Avec une précision chirurgicale et un humour subtil, le Belge Antoine Laubin a adapté et mis en scène cette expérience qui repousse les possibles humains. Crâne, spectacle pour cinq comédiens et un chien – oui, oui, il y a vraiment un chien sur scène! –, est à voir au Théâtre Benno Besson, à Yverdon, ce dimanche 20 mars; au Spot, à Sion, mardi 22 mars et à Nebia, à Bienne, jeudi 24 mars.
Un narrateur poseur
Patrick Declerck, rebaptisé Alexandre Nacht et incarné par Philippe Jeusette, est un drôle de bonhomme. Pas très sympathique, plutôt poseur. Toujours prêt à citer Shakespeare ou les philosophes et à fustiger la médiocrité de l’être humain – il est du genre à préférer son chien – tout en révélant un fort attachement à la vie quand il s’agit de son propre destin.
Le fait que le narrateur, dont le récit est relayé par trois comédiens (Jérôme Nayer, Hervé Piron, Renaud Van Camp), n’est pas foncièrement aimable permet d’éviter tout pathos et même de rire avec lui lorsque, ficelé comme un saucisson sur la table d’opération, il reconnaît sur l’écran d’ordinateur un lapin, une girafe, un parapluie, et hurle ses découvertes avec la fierté d’un gamin.
Lire également: Le cerveau (parfaitement) raconté à une enfant de 8 ans
Pratiquée depuis une dizaine d’années, la chirurgie éveillée est une sorte de miracle pour les non-initiés. Durant cette opération, les neurochirurgiens invitent le patient à parler, à compter ou à bouger et peuvent ainsi, en direct, par un procédé de courant électrique qui crée de mini-paralysies, dresser précisément la carte des endroits stratégiques à éviter lorsqu’ils retirent la tumeur.
Deux langues, pas trois
Ce qui est saisissant dans Crâne, c’est que le patient ne peut choisir que deux langues, qu’il parlera durant l’intervention pour que leur siège soit épargné. La mort dans l’âme, c’est le cas de le dire, Alexandre Nacht sacrifie l’allemand pour le français et à l’anglais, et cite Nietzsche pour se consoler.
Autre coquetterie qui lui vaut l’admiration de Karkov, neurochirurgien en chef incarné par Antoine Laubin: dire en anglais quelques lignes de Shakespeare au terme de l’opération. A ce moment-là, enfermé dans une boîte dont seule dépasse sa tête, Alexandre Nacht choisit le célèbre monologue que Macbeth profère après le suicide son épouse sanguinaire. «Tomorrow, and tomorrow, and tomorrow…» «La vie n’est qu’un fantôme errant, un pauvre comédien – qui se pavane et s’agite durant son heure sur la scène – et qu’ensuite on n’entend plus; c’est une histoire – dite par un idiot, pleine de fracas et de furie – et qui ne signifie rien…»

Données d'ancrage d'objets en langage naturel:
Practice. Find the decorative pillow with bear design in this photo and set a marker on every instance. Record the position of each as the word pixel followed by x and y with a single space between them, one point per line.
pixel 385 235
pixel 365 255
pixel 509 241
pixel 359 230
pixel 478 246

Activité A:
Les affirmations (i), (ii) et (iii) concordent-elles avec l'article sur le spectacle Crâne ? Répondez à chacune par oui ou non, en citant mot pour mot les termes décisifs de l'article.
(i) Le spectacle réunit cinq comédiens et un chien.
(ii) Le neurochirurgien en chef Karkov est joué par Antoine Laubin.
(iii) La chirurgie éveillée se pratique depuis une cinquantaine d'années.
Activité B: Traduisez en anglais cette phrase de l'article sur le spectacle Crâne : « Patrick Declerck, rebaptisé Alexandre Nacht et incarné par Philippe Jeusette, est un drôle de bonhomme. »
Activité C: Reprenez l'article sur le spectacle Crâne là où il s'arrête et poursuivez-en la rédaction.

Zone de réponse A:
(i) Oui : « spectacle pour cinq comédiens et un chien ».
(ii) Oui : « Karkov, neurochirurgien en chef incarné par Antoine Laubin ».
(iii) Non : « Pratiquée depuis une dizaine d’années ».

Zone de réponse B: Patrick Declerck, renamed Alexandre Nacht and played by Philippe Jeusette, is an odd fellow.

Zone de réponse C:
Comment mieux résumer la fragilité de l’existence? De fait, Alexandre Nacht s’humanise au fil de son épopée. Le jour de sa sortie d’hôpital, il entend les hurlements d’un enfant, puis sa mort brutale, suivie «des hululements» de sa mère. Face à «cette petite vie qui s’est close, Nacht, le survivant de 59 années fort discutables, en frémit de honte».
Une boîte crânienne pour décor
Le décor du spectacle signé Stéphane Arcas? Une boîte aux parois de verre martelé qui figure la boîte crânienne. De fait, même si le récit est à la troisième personne, on suit de tellement près les moindres observations et réflexions du narrateur qu’on a le sentiment d’évoluer dans sa tête.
L’écrivain parle de son père décédé, de sa chienne Sally, son pilier, de son épouse discrète et aimante, de sa mère, qui serait inconsolable s’il devait partir avant elle. Mais surtout, Nacht se pose la question d’une vie aux capacités cognitives diminuées. Ce primat de la pensée est si central pour le philosophe que, pendant l’opération, sa neurologue préfère laisser quelques millimètres de tumeur plutôt que prendre le risque de le transformer en légume.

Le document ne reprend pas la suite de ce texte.